◆ **TASK LIST**
A – According to the passage about Radford, how much pre-seed capital had Persona AI raised as of Q3 2025?
B – Transcribe the stretch of the passage about Radford from "In 2024, Radford, as" through "largest preseed rounds.".

+++ PROVIDED PASSAGE +++

In 2024, Radford, as CEO,  and Jerry Pratt, as CTO,  founded a humanoid robotics company Persona AI Inc. They assembled a world-class team of robotics/AI/ML engineers from the US and other countries, including specialists that worked in NASA's robotics lab. Persona AI’s humanoid platform is aligned for skilled, heavy industry work. The modular ‘Personas’ will unlock scalable, skilled labor for various 4D (dull, dirty, dangerous, and declining) jobs. The company is currently focused on developing its prototype for a robot-welder per specifications of HD Hyundai's shipbuilding division, on track to be unveiled in 2026. As of Q3 2025, Persona AI has raised $38MM in pre-seed capital, which makes it one of the largest preseed rounds.

==Influences and inspiration==
Radford's papers and works have been cited over 2221 times. In August 2020, he was highlighted by Houston's InnovationMap as an innovator to watch. As one of 17 prominent roboticists to respond to IEEE Spectrum's May 23, 2016 article asking what Google should do with its Boston Dynamics robots, Radford stated, "Google is probably one of a handful of companies with the resources to actually solve the humanoid robot challenge. And it is a solvable problem; it just requires some significant investment and tenacity to leave them alone and let them work. But unfortunately, for better or worse, the problems that are making money robotics today and tomorrow on the surface are far less sexy."

Radford's biggest inspiration is the challenge. According to his interview in IEEE Spectrum's article "Houston Mechatronics Raises $20M to Bring NASA Expertise to Transforming Robot Submersibles," Radford states, "Personally, I’ve found the transition to be invigorating. Starting a company is quite different than working for a government robotics research lab, but probably the biggest difference is the risk posture: startups are all about huge risks for huge returns. There is something so palatable about taking on the entrenched establishment in an industry, calling them out and saying, "I know you’ve been here for a while, but I think you’re doing it all wrong." There's a reason NASA didn't start SpaceX; oftentimes established organizations don't know of any other way to do what they do, and that's what's so thrilling about starting a new company— taking the risks."

+++ DATA LISTING +++

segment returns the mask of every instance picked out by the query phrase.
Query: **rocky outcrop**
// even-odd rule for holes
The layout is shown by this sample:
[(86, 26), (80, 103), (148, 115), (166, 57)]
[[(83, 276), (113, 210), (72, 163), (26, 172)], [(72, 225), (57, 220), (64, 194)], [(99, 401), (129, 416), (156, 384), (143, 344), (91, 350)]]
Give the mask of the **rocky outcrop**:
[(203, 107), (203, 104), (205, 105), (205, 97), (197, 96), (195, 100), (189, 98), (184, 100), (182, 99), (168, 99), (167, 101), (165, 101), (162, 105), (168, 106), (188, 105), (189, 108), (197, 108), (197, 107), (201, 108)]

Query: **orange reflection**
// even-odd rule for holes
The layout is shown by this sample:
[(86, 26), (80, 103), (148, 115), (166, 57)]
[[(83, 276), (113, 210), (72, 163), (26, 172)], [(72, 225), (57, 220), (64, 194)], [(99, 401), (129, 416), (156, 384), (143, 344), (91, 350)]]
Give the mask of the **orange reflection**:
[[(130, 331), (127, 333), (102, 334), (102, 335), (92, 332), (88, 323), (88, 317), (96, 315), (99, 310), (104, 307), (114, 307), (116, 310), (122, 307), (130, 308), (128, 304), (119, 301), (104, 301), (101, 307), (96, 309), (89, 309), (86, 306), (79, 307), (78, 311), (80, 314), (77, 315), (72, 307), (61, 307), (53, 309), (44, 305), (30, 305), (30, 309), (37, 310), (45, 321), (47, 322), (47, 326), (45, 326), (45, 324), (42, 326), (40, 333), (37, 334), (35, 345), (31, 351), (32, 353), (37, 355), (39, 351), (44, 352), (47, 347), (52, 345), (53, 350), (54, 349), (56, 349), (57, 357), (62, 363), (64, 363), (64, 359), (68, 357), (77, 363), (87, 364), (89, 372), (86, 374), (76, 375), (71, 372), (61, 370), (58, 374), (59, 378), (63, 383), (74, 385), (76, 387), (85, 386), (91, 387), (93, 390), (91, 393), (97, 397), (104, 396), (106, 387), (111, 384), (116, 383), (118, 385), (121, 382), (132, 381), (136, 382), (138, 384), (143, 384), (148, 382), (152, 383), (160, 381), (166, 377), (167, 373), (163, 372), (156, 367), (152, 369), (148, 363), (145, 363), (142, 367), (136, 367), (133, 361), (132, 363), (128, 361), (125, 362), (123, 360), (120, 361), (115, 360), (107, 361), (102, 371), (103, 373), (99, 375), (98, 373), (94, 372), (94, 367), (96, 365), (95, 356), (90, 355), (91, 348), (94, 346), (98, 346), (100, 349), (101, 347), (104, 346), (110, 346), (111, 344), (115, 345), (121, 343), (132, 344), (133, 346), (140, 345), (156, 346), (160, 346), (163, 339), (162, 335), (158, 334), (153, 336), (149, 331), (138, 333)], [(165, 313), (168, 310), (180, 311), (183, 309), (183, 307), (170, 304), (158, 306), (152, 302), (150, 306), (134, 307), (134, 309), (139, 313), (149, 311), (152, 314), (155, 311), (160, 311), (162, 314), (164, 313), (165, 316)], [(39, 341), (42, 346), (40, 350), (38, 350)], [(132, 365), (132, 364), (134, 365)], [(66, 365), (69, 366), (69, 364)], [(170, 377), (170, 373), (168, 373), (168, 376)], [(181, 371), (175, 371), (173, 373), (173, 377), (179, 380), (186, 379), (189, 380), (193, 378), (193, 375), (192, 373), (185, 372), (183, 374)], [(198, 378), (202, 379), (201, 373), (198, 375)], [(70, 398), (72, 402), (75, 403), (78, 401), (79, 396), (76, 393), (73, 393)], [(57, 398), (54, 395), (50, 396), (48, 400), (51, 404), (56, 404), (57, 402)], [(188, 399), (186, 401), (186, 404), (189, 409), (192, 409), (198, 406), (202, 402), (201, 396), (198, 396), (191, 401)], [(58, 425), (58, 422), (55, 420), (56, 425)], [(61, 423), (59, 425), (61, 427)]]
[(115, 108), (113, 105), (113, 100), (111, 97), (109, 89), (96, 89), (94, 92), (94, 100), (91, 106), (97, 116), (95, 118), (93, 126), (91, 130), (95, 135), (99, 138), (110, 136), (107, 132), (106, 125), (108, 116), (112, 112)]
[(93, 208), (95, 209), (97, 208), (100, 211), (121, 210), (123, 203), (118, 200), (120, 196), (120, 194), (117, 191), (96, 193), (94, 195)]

+++

◆ **ANSWERS IN ORDER**
A – $38MM

B –
In 2024, Radford, as CEO,  and Jerry Pratt, as CTO,  founded a humanoid robotics company Persona AI Inc. They assembled a world-class team of robotics/AI/ML engineers from the US and other countries, including specialists that worked in NASA's robotics lab. Persona AI’s humanoid platform is aligned for skilled, heavy industry work. The modular ‘Personas’ will unlock scalable, skilled labor for various 4D (dull, dirty, dangerous, and declining) jobs. The company is currently focused on developing its prototype for a robot-welder per specifications of HD Hyundai's shipbuilding division, on track to be unveiled in 2026. As of Q3 2025, Persona AI has raised $38MM in pre-seed capital, which makes it one of the largest preseed rounds.